Each entry below should be printed exactly as given.
____
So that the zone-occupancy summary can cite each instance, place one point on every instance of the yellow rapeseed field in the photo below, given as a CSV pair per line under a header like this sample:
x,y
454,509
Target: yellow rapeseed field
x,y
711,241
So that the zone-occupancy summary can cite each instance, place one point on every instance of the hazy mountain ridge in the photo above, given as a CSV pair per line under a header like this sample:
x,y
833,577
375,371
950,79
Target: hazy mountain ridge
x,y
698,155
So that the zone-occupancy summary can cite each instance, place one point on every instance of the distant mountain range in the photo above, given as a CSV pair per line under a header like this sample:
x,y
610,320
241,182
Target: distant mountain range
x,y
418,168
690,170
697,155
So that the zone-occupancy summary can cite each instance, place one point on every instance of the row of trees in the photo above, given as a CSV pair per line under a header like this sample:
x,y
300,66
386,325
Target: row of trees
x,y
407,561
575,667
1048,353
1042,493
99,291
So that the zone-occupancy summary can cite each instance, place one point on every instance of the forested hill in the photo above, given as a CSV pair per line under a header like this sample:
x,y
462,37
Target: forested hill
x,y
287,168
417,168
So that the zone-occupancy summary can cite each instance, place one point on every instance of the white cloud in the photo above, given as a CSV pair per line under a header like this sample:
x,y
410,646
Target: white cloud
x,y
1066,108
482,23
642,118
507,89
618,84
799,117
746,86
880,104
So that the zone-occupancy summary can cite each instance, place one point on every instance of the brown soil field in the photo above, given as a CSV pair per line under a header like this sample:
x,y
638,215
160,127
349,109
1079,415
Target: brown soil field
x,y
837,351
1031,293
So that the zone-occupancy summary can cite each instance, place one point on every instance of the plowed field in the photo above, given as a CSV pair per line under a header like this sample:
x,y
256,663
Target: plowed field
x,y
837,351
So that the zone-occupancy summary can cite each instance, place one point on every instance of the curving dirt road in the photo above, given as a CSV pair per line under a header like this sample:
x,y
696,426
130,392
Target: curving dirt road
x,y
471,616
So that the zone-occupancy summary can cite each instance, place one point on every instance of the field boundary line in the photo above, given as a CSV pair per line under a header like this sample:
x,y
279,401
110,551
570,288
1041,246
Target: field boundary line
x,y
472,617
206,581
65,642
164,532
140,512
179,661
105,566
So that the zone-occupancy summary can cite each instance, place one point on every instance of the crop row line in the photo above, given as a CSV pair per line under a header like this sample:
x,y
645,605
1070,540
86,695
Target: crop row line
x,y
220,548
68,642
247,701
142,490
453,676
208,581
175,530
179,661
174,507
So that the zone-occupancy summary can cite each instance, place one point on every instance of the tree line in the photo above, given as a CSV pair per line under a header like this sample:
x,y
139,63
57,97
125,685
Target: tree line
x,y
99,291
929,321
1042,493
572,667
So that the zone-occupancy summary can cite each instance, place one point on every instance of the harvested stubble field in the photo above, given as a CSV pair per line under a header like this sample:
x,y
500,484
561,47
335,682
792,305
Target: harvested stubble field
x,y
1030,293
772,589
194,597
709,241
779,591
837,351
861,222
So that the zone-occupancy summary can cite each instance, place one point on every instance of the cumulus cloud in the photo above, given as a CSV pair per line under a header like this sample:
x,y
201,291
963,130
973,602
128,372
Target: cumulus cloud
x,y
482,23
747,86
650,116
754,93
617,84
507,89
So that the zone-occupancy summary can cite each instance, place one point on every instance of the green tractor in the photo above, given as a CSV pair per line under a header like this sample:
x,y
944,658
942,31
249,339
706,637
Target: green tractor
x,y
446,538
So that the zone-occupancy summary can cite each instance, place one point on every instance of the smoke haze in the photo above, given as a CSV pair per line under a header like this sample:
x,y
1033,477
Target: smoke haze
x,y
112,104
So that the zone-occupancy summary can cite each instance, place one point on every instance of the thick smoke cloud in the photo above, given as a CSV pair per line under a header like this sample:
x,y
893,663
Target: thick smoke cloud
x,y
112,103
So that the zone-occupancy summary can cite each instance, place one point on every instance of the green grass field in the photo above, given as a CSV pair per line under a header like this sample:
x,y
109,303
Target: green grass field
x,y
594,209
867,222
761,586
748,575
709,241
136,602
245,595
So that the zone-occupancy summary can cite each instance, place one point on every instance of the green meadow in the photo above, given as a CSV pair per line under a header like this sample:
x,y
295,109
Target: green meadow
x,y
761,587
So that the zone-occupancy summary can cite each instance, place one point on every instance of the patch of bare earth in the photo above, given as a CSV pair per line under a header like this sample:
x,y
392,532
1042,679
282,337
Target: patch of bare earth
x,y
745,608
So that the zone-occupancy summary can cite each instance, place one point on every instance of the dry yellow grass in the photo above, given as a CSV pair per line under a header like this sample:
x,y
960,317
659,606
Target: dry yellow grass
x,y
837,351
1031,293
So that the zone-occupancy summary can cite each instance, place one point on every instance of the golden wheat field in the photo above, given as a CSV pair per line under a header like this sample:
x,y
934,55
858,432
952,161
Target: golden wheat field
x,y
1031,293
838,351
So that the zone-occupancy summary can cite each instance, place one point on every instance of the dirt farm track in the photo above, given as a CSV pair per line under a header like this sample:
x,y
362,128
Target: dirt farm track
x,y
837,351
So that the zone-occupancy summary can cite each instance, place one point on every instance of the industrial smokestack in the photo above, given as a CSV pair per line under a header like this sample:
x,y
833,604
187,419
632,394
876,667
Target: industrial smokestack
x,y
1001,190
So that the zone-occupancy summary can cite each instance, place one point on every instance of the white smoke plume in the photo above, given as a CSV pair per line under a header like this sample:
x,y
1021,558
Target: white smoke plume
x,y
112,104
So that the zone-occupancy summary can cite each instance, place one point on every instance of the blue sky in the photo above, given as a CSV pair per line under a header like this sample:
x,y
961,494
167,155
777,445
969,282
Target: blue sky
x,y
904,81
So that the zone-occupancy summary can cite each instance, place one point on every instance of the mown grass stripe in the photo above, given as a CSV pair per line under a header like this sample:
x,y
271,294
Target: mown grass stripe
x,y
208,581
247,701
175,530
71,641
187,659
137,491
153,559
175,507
____
Response to the exercise:
So that the zone-occupancy summary can cite each instance, place one point on every instance of the yellow rapeseed field in the photo below, given as a CSV pair per line under a header like this sample:
x,y
454,509
Target: yellow rapeseed field
x,y
711,241
So that the zone-occupancy summary can cite each instance, place one point on every instance of the hazy mountain ridge in the photo above, given as a CSV pair per line under a header like this sample:
x,y
833,577
375,371
950,79
Target: hazy mountain ridge
x,y
698,155
So that the zone-occupancy summary can cite each instance, place one point on every instance of the distant mountain range in the photo above, given as a CSV pair per line under a header like this sample:
x,y
610,320
241,182
Target: distant mountain range
x,y
418,168
690,170
697,155
So that the zone-occupancy summary can cite each instance, place one point on every instance of the row of trees in the photo above, given as a CSV pair per line under a header like this sample:
x,y
300,66
386,325
Target: row of trees
x,y
407,561
575,667
1048,353
1042,493
99,291
So that the zone-occupancy summary can cite each instance, place one point on every instance of the forested hill in the photo above, given as a CSV pair per line under a header like this sample:
x,y
462,37
Target: forested hill
x,y
287,168
417,168
So that the zone-occupancy summary can cite each instance, place one point on every instance of the white cloud in the photo above, given as a CSV pair per line under a header like this sample:
x,y
410,646
Target: white cloud
x,y
1066,108
482,23
642,118
507,89
618,84
799,117
746,86
880,104
So that the zone-occupancy summary can cite each instance, place one point on every instance of the brown soil field in the photo above, given as a CSV pair per line under a header like this sample:
x,y
638,215
160,127
349,109
1079,415
Target: brown soil field
x,y
837,351
1031,293
So that the zone-occupancy summary can cite each instance, place one point on every instance of the plowed field in the photo above, given as a CSV pair per line under a header like this sample:
x,y
256,663
Target: plowed field
x,y
837,351
So that the zone-occupancy summary can cite each instance, place one point on every instance of the curving dirt road in the photo above, given as a CSV pair per line under a header like this sample:
x,y
696,426
130,392
Target: curving dirt road
x,y
471,616
So that the zone-occupancy summary can cite each instance, place one point on every instance of the field boundary line in the photo above, given as a CSV pair per line under a header like this sample:
x,y
279,401
110,551
570,288
1041,246
Target: field boundary line
x,y
472,617
206,581
65,642
164,532
140,512
179,661
105,566
So that the zone-occupancy summary can cite each instance, place one point on every instance of the crop row line in the photo above, given as a CSV pair per line under a header like this sample:
x,y
645,605
1070,540
86,695
Target: crop row line
x,y
220,548
68,642
247,701
142,490
453,676
208,581
175,530
179,661
174,507
So that the zone-occupancy summary can cite each instance, place one point on every instance of the tree line in the photo above, given as a CSV pair per line under a header like this sample:
x,y
139,63
57,97
125,685
Target: tree line
x,y
99,291
929,321
1042,493
572,667
So that the zone-occupancy summary can cite each instance, place one point on every instance of the harvested stubble field in the photo above, given as a CSV pair per line under a header like this sample:
x,y
500,484
561,47
335,682
792,305
Target: harvested stubble field
x,y
1030,293
772,589
194,597
709,241
779,591
837,351
861,222
So that the zone-occupancy summary can cite each instance, place one point on every instance of the cumulus cloud in the photo above, given as a CSV pair per line under a header like this sample:
x,y
201,291
963,130
973,602
128,372
Target: cumulus cloud
x,y
482,23
747,86
650,116
754,93
617,84
507,89
So that the zone-occupancy summary can cite each instance, place one point on every instance of the green tractor in the photo above, given as a CSV pair per line under a header like this sample:
x,y
944,658
942,31
249,339
706,637
Target: green tractor
x,y
446,538
So that the zone-occupancy summary can cite each instance, place one point on every instance of the smoke haze in the photo above, given as a CSV pair per line under a header like this sample:
x,y
1033,477
Target: smoke haze
x,y
112,104
So that the zone-occupancy summary can cite each instance, place one point on every instance of the thick smoke cloud in the photo above, given as a CSV pair per line under a header like this sample:
x,y
893,663
Target: thick smoke cloud
x,y
112,103
So that the zone-occupancy summary can cite each instance, place one point on every instance of the green grass field in the photo above, given as a CSV pair per line under a header like this sample:
x,y
109,303
Target: green grass field
x,y
594,209
867,222
761,586
748,575
709,241
136,602
245,595
So that the zone-occupancy summary can cite each instance, place one point on every instance of the green meadow in the photo above, given as a CSV pair per line under a header like this sample:
x,y
295,109
Target: green meadow
x,y
761,587
So that the zone-occupancy summary can cite each instance, place one point on every instance of the patch of bare earth in the photo above, given as a CSV pair per line under a header like this sample:
x,y
392,532
1042,679
282,337
Target: patch of bare earth
x,y
745,608
So that the zone-occupancy summary can cite each instance, place one point on every instance of the dry yellow grass in the photo above, given as a CSV pair per line under a header like this sample:
x,y
960,317
659,606
Target: dry yellow grass
x,y
837,351
1031,293
So that the zone-occupancy summary can cite each instance, place one point on every instance of the golden wheat field in the photo above, given as a CSV pair per line under a header like this sample:
x,y
934,55
858,432
952,161
Target: golden wheat field
x,y
1031,293
838,351
So that the zone-occupancy summary can cite each instance, place one point on every instance of the dirt farm track in the photo above, given as a CSV pair per line under a header like this sample:
x,y
362,128
Target: dirt farm track
x,y
837,351
So that the zone-occupancy summary can cite each instance, place one point on every instance of the industrial smokestack in the photo above, given as a CSV pair per line under a header like this sample:
x,y
833,604
187,419
632,394
876,667
Target: industrial smokestack
x,y
1001,190
So that the zone-occupancy summary can cite each instance, place one point on every instance of the white smoke plume in the photo above, given as a CSV pair per line under a header like this sample:
x,y
1021,558
Target: white smoke plume
x,y
112,104
So that the zone-occupancy summary can cite each instance, place one point on every instance of the blue sky in the photo above, given as a CSV pair per line under a header like this sample:
x,y
961,494
167,155
777,445
969,282
Target: blue sky
x,y
904,81
So that the zone-occupancy summary can cite each instance, place one point on every instance of the mown grass stripe in the photo above, given as a CSV pair per line under a header like this sample:
x,y
271,294
Target: mown grass stripe
x,y
208,581
247,701
175,530
71,641
187,659
137,491
153,559
175,507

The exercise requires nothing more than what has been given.